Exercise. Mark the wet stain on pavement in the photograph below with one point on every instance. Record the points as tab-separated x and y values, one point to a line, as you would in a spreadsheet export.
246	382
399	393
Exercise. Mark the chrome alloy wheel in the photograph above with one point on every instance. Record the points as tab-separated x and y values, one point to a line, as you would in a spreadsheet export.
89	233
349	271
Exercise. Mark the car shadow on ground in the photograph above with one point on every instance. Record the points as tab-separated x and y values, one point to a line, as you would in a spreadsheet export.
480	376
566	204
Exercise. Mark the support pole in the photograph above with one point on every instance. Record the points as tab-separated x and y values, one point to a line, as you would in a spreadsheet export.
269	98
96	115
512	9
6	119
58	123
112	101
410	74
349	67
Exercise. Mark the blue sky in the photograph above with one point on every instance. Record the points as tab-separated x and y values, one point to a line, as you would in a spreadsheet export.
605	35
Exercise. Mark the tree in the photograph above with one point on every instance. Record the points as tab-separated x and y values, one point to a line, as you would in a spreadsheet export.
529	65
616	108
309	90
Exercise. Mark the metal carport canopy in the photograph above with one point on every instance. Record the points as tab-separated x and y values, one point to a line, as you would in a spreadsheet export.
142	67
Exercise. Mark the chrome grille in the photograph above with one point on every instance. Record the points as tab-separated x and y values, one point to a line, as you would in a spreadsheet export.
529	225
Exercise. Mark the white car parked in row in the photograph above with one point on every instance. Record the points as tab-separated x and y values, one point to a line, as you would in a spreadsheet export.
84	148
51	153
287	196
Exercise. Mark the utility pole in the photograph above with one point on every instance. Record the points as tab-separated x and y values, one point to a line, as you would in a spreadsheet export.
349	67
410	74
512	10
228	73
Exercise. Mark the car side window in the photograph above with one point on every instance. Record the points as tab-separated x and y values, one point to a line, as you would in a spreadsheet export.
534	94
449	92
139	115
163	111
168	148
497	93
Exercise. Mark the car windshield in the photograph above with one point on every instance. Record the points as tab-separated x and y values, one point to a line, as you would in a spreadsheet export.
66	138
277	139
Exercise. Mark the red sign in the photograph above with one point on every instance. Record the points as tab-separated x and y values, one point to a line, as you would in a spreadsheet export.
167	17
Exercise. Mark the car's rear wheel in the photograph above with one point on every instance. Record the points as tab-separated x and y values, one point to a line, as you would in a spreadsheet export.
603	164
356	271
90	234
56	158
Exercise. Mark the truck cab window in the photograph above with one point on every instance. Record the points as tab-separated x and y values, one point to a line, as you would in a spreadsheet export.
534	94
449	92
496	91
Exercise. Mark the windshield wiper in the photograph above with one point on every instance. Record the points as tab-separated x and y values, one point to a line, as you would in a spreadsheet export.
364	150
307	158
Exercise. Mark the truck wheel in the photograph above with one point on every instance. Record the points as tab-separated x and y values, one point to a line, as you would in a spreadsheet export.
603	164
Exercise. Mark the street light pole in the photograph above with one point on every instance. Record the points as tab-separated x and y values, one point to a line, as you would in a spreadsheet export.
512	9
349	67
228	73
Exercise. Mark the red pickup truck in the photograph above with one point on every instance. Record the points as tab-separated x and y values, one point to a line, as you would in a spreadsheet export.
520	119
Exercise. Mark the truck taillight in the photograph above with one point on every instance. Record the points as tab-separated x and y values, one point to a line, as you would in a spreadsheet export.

━━━━━━━━━━

▸ **What the exercise asks**
Take the line with "Exercise. Mark the red sign" and all lines after it through the end of the records, and write them out exactly; include nothing else.

▸ **Response for this exercise**
Exercise. Mark the red sign in the photograph above with one point on every instance. Record the points as tab-separated x and y values, one point to a line, as you would in a spreadsheet export.
167	17
Exercise. Mark the car's rear wheel in the photograph above with one point on every instance. Record the points as tab-separated x and y values, one point to a line, as you would in a spreadsheet export.
603	164
356	271
90	234
56	158
Exercise. Mark the truck cab window in the photograph above with one point on every instance. Record the points as tab-separated x and y values, one point to a line, as you would in a spreadsheet export.
534	94
449	92
496	91
Exercise. Mark the windshield wiper in the photograph above with one point on every instance. Record the points as tab-separated x and y values, one point to a line, as you would in a spreadsheet export.
364	150
307	158
Exercise. Mark the truck wheel in the photograph above with one point on every instance. Record the points as tab-separated x and y values, one point to a line, as you would in a spreadsheet export.
603	164
Exercise. Mark the street light pole in the photograph above with one point on every instance. Record the points as tab-separated x and y values, one point to a line, as you would in a spreadsheet export.
512	9
349	67
228	73
Exercise. Mark the red pickup truck in the photograph above with one point on every instance. Record the points as tab-separated x and y values, one point to a line, as you would in a spreadsheet export.
520	119
Exercise. Mark the truck taillight in the photograph above with one point on every instance. Record the points as tab-separated x and y values, one point to a line, as you would in a spreadsheet export.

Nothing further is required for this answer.